- _Stated exercise 1_: Please set down, word for word, everything from "The committee will" down to "predecessor Marinos Sizopoulos." in the text on police protection for party leaders.
- _Stated exercise 2_: Render this sentence from the text on police protection for party leaders into Spanish: "Green Party leader Stavros Papadouris does not have a police guard."

- _Text to read_:
* * * *

The committee is responsible for determining protection arrangements and will assess several key issues, including whether to maintain, reduce or adjust existing deployments.

Among the questions under consideration:

– Whether to maintain or reduce the security detail of House Speaker Annita Demetriou, depending on whether she is re-elected.

– Whether to assign police protection to the leaders of the newly formed parliamentary parties ALMA and Cyprus Direct Democracy, Odysseas Michaelides and Fidias Panayiotou respectively. Panayiotou’s case is considered unusual, as he spends most of his time in Brussels due to his duties as an MEP.

– Whether to strengthen the security detail of ELAM leader Christos Christou.

Concerns persist that the number of police officers assigned to political leaders has historically been determined primarily by electoral strength rather than objective risk assessment. The Audit Office reached the same conclusion in a report on the police published in November 2023, where it strongly criticised this practice.

Typically, the leaders of the two largest parties, DISY and AKEL, have the largest security details, with four officers each. Leaders of smaller parties have one or two fewer officers.

The committee will also examine whether to withdraw security protection for the president of EDEK, as the party no longer holds parliamentary representation. Party leader Nikos Anastasiou continues to be protected by two officers, a detail inherited from his predecessor Marinos Sizopoulos.

By contrast, DIKO president Marios Karoyian will retain his security detail despite the party failing to secure a parliamentary seat, due to his status as a former Speaker of the House.

Green Party leader Stavros Papadouris does not have a police guard. Until 1 January 2020, the party received a monthly allowance of €1,200 from the Ministry of Finance to employ a driver–guard for its leader. That allowance was later abolished at the party’s own request. For other party leaders, driving duties are carried out by members of their police protection teams.

* * * *

- _Provided data_:
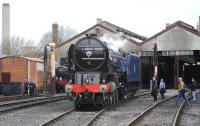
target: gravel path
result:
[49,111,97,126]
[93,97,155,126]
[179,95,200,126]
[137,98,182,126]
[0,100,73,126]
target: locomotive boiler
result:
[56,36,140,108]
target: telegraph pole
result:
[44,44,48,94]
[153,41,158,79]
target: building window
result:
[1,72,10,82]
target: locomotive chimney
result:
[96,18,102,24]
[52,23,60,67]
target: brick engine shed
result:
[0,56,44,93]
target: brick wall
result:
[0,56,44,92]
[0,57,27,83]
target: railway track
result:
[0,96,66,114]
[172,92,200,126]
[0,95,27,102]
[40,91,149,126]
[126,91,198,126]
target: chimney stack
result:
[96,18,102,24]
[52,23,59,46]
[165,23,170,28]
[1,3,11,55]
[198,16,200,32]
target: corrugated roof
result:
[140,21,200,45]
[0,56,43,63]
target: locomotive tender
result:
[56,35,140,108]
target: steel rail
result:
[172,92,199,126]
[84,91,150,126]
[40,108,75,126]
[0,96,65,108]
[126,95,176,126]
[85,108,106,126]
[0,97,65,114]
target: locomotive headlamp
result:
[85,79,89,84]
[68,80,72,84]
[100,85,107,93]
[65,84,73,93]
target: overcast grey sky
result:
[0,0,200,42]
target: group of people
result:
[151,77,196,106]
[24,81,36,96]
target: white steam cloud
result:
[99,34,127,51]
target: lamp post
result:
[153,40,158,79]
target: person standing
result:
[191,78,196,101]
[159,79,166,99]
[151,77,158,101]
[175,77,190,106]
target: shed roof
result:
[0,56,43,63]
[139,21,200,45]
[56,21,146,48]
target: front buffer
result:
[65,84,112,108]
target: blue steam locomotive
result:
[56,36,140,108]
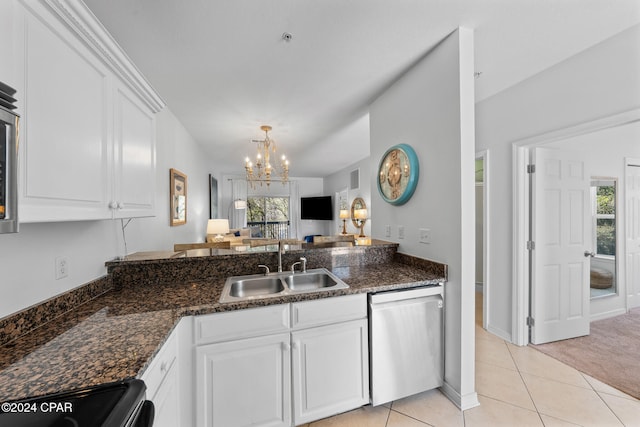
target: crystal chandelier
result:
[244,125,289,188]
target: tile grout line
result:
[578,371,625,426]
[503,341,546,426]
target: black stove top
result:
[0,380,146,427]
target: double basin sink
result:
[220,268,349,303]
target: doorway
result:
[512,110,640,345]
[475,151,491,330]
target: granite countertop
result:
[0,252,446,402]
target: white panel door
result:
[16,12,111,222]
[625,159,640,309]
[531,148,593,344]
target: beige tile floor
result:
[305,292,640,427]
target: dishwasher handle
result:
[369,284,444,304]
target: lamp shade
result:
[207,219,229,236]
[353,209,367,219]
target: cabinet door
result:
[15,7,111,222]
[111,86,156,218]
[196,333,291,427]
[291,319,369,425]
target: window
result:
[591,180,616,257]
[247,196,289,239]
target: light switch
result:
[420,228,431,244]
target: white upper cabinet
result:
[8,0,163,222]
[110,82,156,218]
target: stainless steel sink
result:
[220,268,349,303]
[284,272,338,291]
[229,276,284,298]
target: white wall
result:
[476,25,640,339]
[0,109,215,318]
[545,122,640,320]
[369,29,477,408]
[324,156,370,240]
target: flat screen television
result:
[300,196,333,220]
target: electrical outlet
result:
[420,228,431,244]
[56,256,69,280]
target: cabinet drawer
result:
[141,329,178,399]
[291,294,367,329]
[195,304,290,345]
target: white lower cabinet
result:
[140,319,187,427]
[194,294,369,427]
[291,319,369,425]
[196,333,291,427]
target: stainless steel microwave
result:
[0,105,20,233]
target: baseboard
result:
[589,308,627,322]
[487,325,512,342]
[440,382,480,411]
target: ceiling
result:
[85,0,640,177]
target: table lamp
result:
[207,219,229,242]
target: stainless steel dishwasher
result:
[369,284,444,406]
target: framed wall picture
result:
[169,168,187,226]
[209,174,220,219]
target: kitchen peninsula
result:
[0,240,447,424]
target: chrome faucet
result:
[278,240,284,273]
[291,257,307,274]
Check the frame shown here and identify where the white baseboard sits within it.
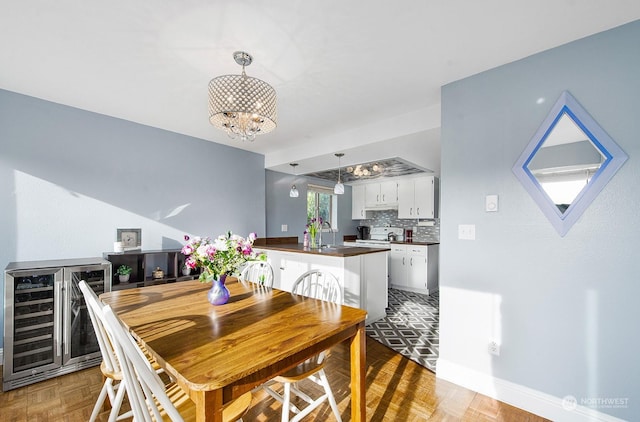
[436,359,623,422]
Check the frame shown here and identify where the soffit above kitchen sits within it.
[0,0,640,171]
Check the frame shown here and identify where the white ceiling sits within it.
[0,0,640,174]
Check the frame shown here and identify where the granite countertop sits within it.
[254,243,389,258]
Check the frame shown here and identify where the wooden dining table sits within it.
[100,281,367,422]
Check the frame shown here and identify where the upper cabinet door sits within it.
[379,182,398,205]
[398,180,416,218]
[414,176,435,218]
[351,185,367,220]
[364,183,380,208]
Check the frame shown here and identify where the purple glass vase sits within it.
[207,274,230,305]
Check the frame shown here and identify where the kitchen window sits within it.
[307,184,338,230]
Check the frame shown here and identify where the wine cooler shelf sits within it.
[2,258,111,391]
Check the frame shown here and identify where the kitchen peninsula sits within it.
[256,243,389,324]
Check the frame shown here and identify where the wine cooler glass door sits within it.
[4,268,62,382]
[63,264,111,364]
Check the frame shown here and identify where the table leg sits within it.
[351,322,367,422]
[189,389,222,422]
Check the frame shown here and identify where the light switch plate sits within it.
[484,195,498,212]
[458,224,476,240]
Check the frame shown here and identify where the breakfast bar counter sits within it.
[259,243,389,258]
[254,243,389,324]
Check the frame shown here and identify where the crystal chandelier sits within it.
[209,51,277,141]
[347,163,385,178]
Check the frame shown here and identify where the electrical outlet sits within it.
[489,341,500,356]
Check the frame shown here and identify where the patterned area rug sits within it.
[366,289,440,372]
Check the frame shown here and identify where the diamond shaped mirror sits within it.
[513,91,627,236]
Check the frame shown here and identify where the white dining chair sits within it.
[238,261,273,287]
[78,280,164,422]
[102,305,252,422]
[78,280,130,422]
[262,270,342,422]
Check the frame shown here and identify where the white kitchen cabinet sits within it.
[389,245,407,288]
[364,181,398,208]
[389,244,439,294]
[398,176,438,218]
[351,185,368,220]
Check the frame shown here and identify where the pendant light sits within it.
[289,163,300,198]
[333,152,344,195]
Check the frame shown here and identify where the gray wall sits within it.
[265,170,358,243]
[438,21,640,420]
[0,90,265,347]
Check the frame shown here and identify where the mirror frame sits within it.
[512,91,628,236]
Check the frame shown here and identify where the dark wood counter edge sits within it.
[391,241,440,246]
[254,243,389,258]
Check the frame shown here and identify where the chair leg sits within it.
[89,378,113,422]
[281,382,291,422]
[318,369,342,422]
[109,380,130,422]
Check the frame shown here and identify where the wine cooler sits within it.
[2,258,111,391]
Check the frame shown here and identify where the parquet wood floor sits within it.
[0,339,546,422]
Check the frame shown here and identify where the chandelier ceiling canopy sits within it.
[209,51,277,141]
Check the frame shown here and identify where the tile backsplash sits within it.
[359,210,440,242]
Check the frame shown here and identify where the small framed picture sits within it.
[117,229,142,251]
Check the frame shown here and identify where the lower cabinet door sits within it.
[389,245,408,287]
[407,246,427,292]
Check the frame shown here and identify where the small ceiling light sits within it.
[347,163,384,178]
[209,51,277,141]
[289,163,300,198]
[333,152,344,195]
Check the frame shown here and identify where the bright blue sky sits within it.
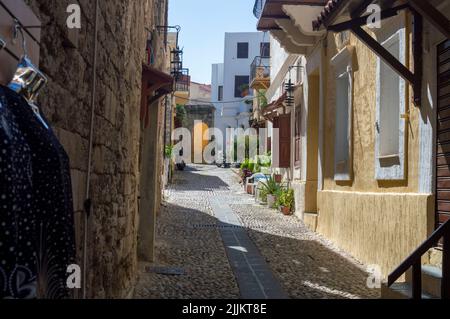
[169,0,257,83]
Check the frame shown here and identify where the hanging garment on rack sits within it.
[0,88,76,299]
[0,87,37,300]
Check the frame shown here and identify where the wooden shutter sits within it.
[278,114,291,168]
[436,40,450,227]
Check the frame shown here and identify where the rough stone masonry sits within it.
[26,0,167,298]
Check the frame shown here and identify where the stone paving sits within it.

* * * *

- _Written reply 1_:
The committee will also examine whether to withdraw security protection for the president of EDEK, as the party no longer holds parliamentary representation. Party leader Nikos Anastasiou continues to be protected by two officers, a detail inherited from his predecessor Marinos Sizopoulos.

- _Written reply 2_: El líder del Partido Verde, Stavros Papadouris, no tiene escolta policial.